+++ OPGEGEVEN INVOER

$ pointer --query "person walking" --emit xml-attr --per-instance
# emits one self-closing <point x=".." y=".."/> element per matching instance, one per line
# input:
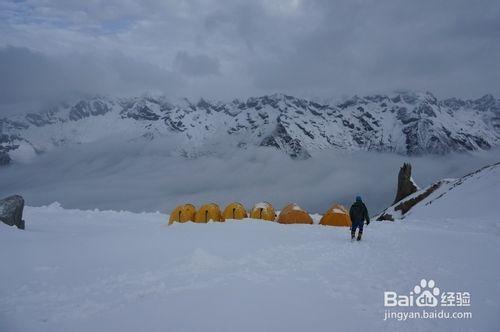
<point x="359" y="214"/>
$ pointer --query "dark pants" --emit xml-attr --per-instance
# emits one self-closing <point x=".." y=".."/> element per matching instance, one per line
<point x="357" y="224"/>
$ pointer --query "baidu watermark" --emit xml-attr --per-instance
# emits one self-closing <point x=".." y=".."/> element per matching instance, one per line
<point x="427" y="301"/>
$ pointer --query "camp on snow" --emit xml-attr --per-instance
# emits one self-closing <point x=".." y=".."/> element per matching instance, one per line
<point x="234" y="211"/>
<point x="264" y="211"/>
<point x="182" y="213"/>
<point x="208" y="212"/>
<point x="337" y="215"/>
<point x="294" y="214"/>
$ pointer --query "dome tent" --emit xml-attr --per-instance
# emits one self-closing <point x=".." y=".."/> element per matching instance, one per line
<point x="208" y="212"/>
<point x="182" y="213"/>
<point x="294" y="214"/>
<point x="234" y="211"/>
<point x="337" y="215"/>
<point x="263" y="210"/>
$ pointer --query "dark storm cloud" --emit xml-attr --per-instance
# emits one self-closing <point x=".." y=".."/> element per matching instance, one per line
<point x="28" y="76"/>
<point x="225" y="49"/>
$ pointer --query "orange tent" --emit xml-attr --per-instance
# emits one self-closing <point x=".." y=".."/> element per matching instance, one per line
<point x="337" y="215"/>
<point x="234" y="211"/>
<point x="182" y="213"/>
<point x="263" y="210"/>
<point x="208" y="212"/>
<point x="294" y="214"/>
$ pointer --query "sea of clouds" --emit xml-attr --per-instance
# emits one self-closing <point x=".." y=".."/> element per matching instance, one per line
<point x="147" y="176"/>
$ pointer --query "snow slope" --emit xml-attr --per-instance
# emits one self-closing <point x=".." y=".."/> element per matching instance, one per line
<point x="75" y="270"/>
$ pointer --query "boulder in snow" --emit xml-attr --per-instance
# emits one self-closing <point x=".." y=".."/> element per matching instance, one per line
<point x="406" y="186"/>
<point x="11" y="211"/>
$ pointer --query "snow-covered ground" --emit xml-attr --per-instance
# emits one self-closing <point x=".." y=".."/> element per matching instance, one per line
<point x="74" y="270"/>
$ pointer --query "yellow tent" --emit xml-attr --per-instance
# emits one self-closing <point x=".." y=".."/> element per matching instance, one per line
<point x="234" y="211"/>
<point x="208" y="212"/>
<point x="294" y="214"/>
<point x="263" y="210"/>
<point x="182" y="213"/>
<point x="337" y="215"/>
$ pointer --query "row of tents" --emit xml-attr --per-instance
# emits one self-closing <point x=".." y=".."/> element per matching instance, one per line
<point x="337" y="215"/>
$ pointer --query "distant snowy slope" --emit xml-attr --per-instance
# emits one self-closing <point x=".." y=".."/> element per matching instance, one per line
<point x="407" y="123"/>
<point x="473" y="197"/>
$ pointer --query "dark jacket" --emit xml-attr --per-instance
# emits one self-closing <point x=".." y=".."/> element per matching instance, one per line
<point x="359" y="212"/>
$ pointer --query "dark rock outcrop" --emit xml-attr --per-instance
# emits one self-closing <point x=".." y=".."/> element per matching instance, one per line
<point x="406" y="186"/>
<point x="11" y="211"/>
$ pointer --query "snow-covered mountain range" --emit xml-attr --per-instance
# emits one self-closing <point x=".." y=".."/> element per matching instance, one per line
<point x="407" y="123"/>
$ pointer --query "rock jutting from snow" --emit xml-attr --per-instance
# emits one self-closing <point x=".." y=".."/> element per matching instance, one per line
<point x="406" y="186"/>
<point x="11" y="211"/>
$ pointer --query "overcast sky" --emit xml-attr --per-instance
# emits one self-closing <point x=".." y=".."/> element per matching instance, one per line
<point x="226" y="49"/>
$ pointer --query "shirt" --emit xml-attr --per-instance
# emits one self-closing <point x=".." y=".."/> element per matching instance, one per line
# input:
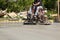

++++++

Som alsjeblieft alle regels uit de gegevens hierboven op waarin het woord "dark" voorkomt. Het verschil tussen hoofdletters en kleine letters telt mee.

▶ [OPLOSSING HIERONDER]:
$ pointer --query "dark pants" --emit xml-attr --per-instance
$ pointer --query "dark storm cloud" --emit xml-attr --per-instance
$ pointer --query "dark jacket" --emit xml-attr --per-instance
$ pointer --query "dark rock outcrop" --emit xml-attr --per-instance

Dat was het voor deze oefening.